Written exercise
Leave out the pictures; transcribe all else exactly.

Record set
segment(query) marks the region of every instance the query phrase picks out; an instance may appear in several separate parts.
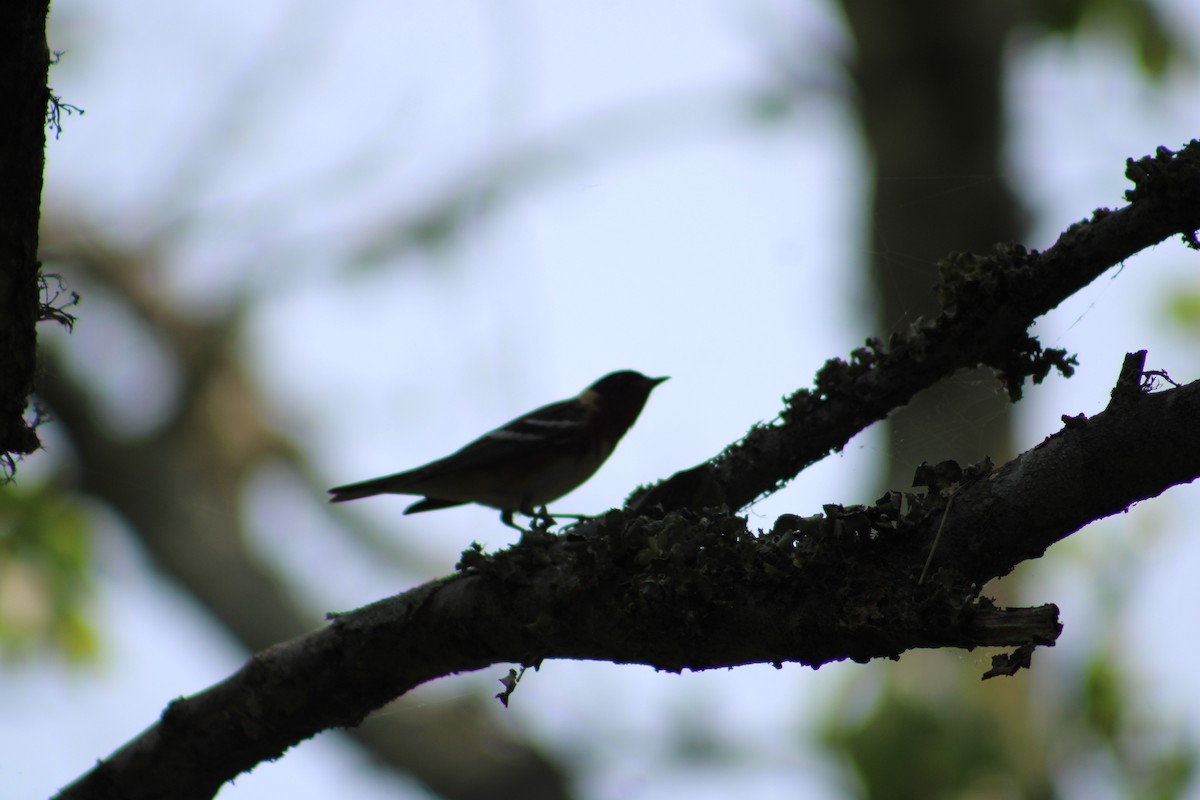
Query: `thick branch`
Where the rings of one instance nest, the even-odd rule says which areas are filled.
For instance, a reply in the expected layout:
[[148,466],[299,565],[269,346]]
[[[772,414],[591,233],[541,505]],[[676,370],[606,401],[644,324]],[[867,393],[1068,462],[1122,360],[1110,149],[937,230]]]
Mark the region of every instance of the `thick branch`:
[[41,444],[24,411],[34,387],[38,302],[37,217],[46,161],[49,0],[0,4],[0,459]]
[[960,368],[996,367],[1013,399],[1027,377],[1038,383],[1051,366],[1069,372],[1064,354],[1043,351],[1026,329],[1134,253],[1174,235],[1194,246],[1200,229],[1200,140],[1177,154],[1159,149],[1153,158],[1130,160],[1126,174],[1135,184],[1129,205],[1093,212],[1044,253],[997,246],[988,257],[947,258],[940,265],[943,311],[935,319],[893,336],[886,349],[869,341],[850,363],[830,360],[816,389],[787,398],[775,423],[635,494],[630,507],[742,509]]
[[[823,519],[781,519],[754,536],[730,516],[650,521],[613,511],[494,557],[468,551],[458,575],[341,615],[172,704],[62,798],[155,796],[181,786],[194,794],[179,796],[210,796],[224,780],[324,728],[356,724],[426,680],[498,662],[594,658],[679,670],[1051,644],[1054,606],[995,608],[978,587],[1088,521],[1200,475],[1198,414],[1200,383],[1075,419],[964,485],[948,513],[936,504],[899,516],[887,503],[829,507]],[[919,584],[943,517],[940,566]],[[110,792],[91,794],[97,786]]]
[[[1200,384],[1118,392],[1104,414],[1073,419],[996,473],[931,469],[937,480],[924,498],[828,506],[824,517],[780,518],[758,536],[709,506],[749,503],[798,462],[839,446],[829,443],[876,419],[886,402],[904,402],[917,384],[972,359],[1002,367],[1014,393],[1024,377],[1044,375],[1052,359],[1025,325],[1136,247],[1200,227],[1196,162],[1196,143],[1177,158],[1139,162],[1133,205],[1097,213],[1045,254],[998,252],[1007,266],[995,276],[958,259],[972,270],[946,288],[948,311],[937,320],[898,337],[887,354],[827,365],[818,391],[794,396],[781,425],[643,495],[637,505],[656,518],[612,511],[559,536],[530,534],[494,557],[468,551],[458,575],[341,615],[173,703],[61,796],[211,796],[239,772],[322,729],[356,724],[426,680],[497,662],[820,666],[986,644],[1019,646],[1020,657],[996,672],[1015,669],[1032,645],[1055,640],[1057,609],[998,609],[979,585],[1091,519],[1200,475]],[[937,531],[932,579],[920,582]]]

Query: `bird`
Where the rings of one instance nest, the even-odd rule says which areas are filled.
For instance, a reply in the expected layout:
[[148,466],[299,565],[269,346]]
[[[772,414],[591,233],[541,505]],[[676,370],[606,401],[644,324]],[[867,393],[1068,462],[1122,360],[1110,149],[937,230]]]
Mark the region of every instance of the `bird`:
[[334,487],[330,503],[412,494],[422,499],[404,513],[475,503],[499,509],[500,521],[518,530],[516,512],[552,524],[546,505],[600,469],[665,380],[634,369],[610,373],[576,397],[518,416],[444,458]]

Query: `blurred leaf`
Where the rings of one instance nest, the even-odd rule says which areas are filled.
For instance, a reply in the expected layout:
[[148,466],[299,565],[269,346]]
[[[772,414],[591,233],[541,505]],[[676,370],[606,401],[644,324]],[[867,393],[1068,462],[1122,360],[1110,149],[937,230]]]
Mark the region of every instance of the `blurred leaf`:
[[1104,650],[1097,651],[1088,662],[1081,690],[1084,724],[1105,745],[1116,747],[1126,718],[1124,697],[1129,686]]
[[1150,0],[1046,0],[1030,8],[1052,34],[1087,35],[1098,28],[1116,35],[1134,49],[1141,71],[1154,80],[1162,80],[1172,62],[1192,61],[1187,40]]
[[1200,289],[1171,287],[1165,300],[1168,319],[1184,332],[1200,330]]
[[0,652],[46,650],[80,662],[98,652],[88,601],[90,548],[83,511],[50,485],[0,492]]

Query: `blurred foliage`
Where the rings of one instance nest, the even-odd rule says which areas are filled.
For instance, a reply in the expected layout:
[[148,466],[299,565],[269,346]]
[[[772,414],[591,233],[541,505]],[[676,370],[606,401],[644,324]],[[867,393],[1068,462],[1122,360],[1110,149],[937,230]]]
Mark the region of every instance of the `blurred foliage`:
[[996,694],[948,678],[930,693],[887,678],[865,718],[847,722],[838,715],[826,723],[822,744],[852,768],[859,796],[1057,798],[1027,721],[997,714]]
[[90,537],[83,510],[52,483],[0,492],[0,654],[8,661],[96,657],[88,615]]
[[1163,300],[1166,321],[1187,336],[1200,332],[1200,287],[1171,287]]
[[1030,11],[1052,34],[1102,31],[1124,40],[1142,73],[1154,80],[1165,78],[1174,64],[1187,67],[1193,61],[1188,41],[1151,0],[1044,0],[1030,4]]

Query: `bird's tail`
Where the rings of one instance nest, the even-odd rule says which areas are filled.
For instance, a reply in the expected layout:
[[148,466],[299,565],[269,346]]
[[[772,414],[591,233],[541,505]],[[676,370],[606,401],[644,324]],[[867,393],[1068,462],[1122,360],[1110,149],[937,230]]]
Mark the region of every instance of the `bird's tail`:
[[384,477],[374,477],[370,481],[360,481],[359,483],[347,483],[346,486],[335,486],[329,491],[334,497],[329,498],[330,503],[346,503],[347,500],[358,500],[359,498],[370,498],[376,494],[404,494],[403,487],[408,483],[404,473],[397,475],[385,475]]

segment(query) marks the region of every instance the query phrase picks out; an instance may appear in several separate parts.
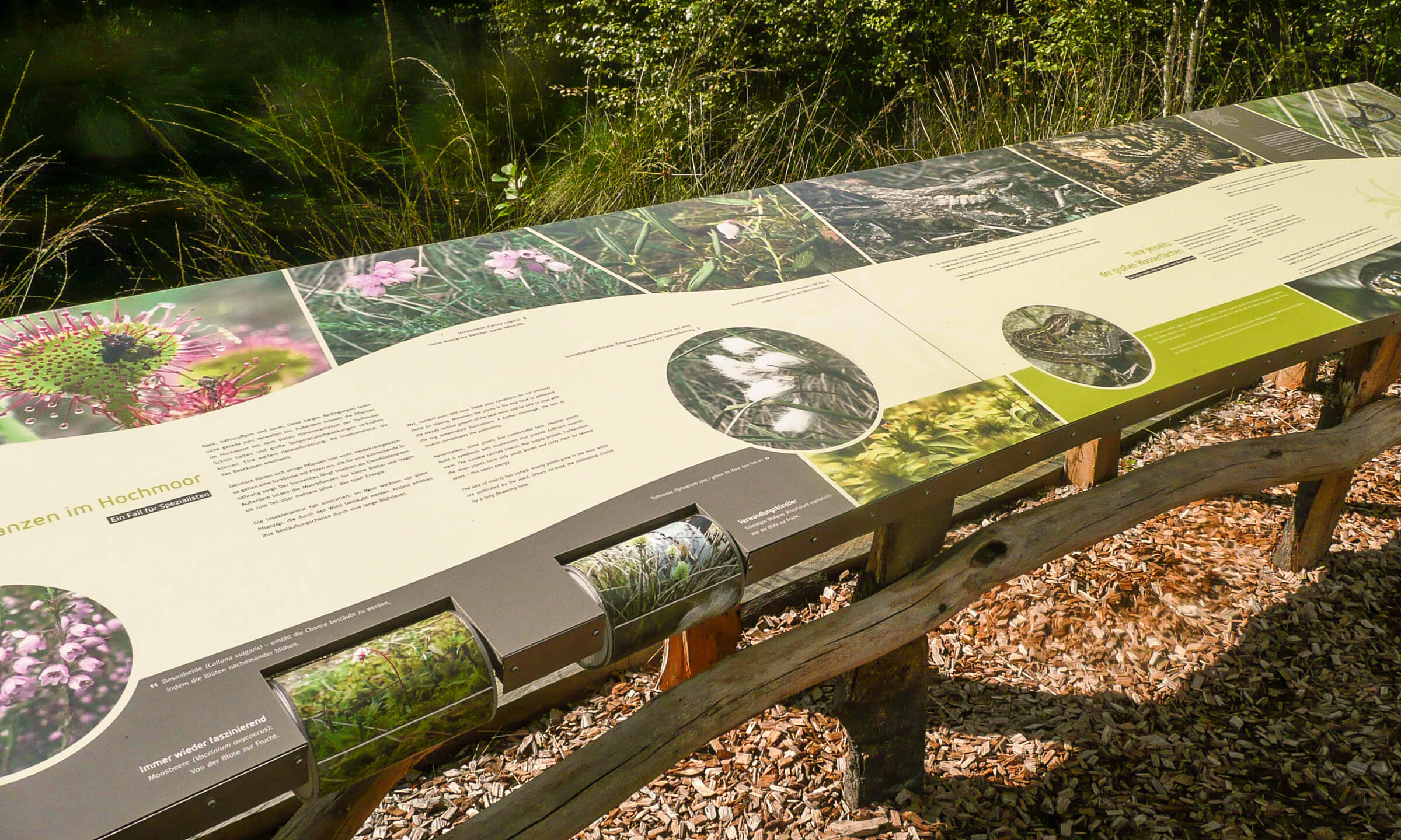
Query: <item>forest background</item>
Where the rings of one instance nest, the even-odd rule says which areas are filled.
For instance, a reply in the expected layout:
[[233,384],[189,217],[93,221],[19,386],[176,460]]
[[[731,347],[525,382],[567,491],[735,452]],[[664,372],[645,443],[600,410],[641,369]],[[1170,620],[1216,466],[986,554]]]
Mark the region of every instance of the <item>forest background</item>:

Answer to this problem
segment(query) marks the region of every instance the query phrase picks out; an instance may appear in several separate parts.
Query: `thick branch`
Where the rings of one instance nest, the even-odd rule says which areas are filled.
For instance, a reply in the expected layout:
[[148,466],[299,565],[269,346]]
[[[772,414],[591,233],[541,505]],[[676,370],[606,401],[644,324]],[[867,393],[1068,462],[1122,360],[1110,149],[937,230]]]
Mark the region of every instance of the `thick branch`:
[[41,444],[24,411],[34,387],[38,302],[37,217],[46,161],[49,0],[0,4],[0,459]]
[[960,368],[996,367],[1013,399],[1027,377],[1038,383],[1051,366],[1069,372],[1064,354],[1043,351],[1026,329],[1134,253],[1174,235],[1194,246],[1200,229],[1200,140],[1177,154],[1159,149],[1153,158],[1130,160],[1126,174],[1135,184],[1129,205],[1093,212],[1044,253],[997,246],[988,257],[947,258],[940,265],[943,311],[935,319],[893,336],[886,349],[869,341],[850,363],[830,360],[816,389],[787,398],[775,423],[635,494],[630,507],[742,509]]
[[[823,519],[781,519],[754,536],[730,516],[650,521],[613,511],[494,557],[468,551],[458,575],[341,615],[172,704],[62,798],[155,796],[181,786],[194,794],[179,796],[210,796],[224,780],[324,728],[356,724],[426,680],[498,662],[594,658],[679,670],[1051,644],[1054,606],[995,608],[978,587],[1088,521],[1200,475],[1198,414],[1200,383],[1075,419],[964,485],[948,513],[936,504],[899,516],[887,503],[829,507]],[[919,584],[943,517],[940,566]],[[110,792],[91,794],[97,786]]]
[[[1200,384],[1118,392],[1104,414],[1073,419],[996,473],[931,469],[937,480],[924,498],[828,506],[824,517],[780,518],[758,536],[709,506],[749,503],[798,462],[839,446],[829,443],[876,419],[886,402],[904,402],[917,384],[972,359],[1002,367],[1014,393],[1024,377],[1044,375],[1052,359],[1025,325],[1136,247],[1200,227],[1196,162],[1196,143],[1177,158],[1139,162],[1133,205],[1097,213],[1045,254],[998,252],[1007,266],[995,276],[958,259],[972,270],[946,288],[948,311],[937,320],[898,337],[887,354],[827,365],[818,391],[794,396],[781,425],[643,495],[637,505],[656,518],[612,511],[559,536],[530,534],[494,557],[468,551],[458,575],[341,615],[173,703],[61,796],[211,796],[239,772],[322,729],[356,724],[426,680],[497,662],[820,666],[986,644],[1019,646],[1020,657],[996,672],[1015,669],[1032,645],[1055,640],[1057,609],[998,609],[979,585],[1091,519],[1200,475]],[[937,531],[932,579],[920,582]]]

Query: `bird`
Where the rings of one instance nest, the even-odd rule says which areas are filled.
For instance, a reply in the expected layout:
[[148,466],[299,565],[269,346]]
[[[772,414],[591,233],[541,505]],[[676,370],[606,401],[644,324]],[[867,393],[1068,462],[1122,360],[1110,149],[937,230]]]
Mark the region of every instance of the `bird`:
[[334,487],[330,503],[412,494],[422,499],[404,513],[475,503],[499,509],[500,521],[518,530],[516,512],[552,524],[546,505],[600,469],[665,380],[634,369],[610,373],[576,397],[518,416],[444,458]]

Query: `blurred leaf`
Where the rings of one instance nest, the even-odd rule says which areas are filled.
For instance, a reply in the expected layout:
[[148,466],[299,565],[269,346]]
[[[772,414],[591,233],[541,505]],[[676,370],[606,401],[644,324]],[[867,393],[1068,462],[1122,360],[1110,149],[937,230]]]
Mark the region of every instance of the `blurred leaf`:
[[1104,650],[1097,651],[1088,662],[1081,690],[1084,724],[1105,745],[1116,747],[1126,718],[1124,697],[1129,686]]
[[1150,0],[1046,0],[1030,8],[1052,34],[1087,35],[1098,28],[1116,35],[1134,49],[1141,71],[1154,80],[1162,80],[1172,62],[1192,61],[1187,40]]
[[1200,289],[1171,287],[1165,300],[1168,319],[1184,332],[1200,330]]
[[0,652],[46,650],[80,662],[98,652],[88,601],[90,548],[83,511],[50,485],[0,492]]

Query: `blurred foliage`
Where the rings of one instance nest, the even-odd rule says which areas are filled.
For instance, a reply in the expected layout:
[[148,466],[299,565],[269,346]]
[[[772,414],[591,233],[541,505]],[[676,370],[606,401],[644,324]],[[867,393],[1068,462],[1122,360],[1110,149],[937,230]]]
Mark the region of every instance of the `blurred foliage`:
[[996,694],[948,678],[930,693],[887,678],[865,718],[847,722],[838,715],[826,723],[822,744],[852,768],[859,796],[1057,798],[1027,721],[997,714]]
[[90,537],[83,510],[52,483],[0,492],[0,654],[8,661],[96,657],[88,615]]
[[1163,300],[1166,321],[1187,336],[1200,332],[1200,287],[1171,287]]
[[1030,11],[1052,34],[1102,31],[1124,40],[1142,73],[1154,80],[1165,78],[1174,64],[1187,67],[1193,61],[1188,41],[1151,0],[1044,0],[1030,4]]

Query: `bird's tail`
Where the rings of one instance nest, the even-odd rule says which areas are filled.
For instance, a reply in the expected layout:
[[148,466],[299,565],[269,346]]
[[[772,414],[591,233],[541,505]],[[676,370],[606,401],[644,324]],[[867,393],[1068,462],[1122,360],[1110,149],[937,230]]]
Mark the region of every instance of the `bird's tail`:
[[384,477],[374,477],[370,481],[360,481],[359,483],[347,483],[346,486],[335,486],[329,491],[334,497],[329,498],[330,503],[346,503],[347,500],[358,500],[359,498],[370,498],[376,494],[404,494],[403,487],[408,483],[404,473],[397,475],[385,475]]

segment(query) marks the region of every instance the query phrase picks out; an instance may appear in several separate parts.
Query: <item>forest background</item>
Where the rings of one instance nest, the even-odd rule says which areas are filled.
For instance, a reply in the expected layout:
[[233,384],[189,217],[93,221],[19,386],[176,460]]
[[[731,347],[525,382],[567,491],[735,452]],[[664,372],[645,443],[600,410],[641,369]],[[1170,620],[1216,466],[986,554]]]
Mark the region of every instance of the <item>forest background</item>:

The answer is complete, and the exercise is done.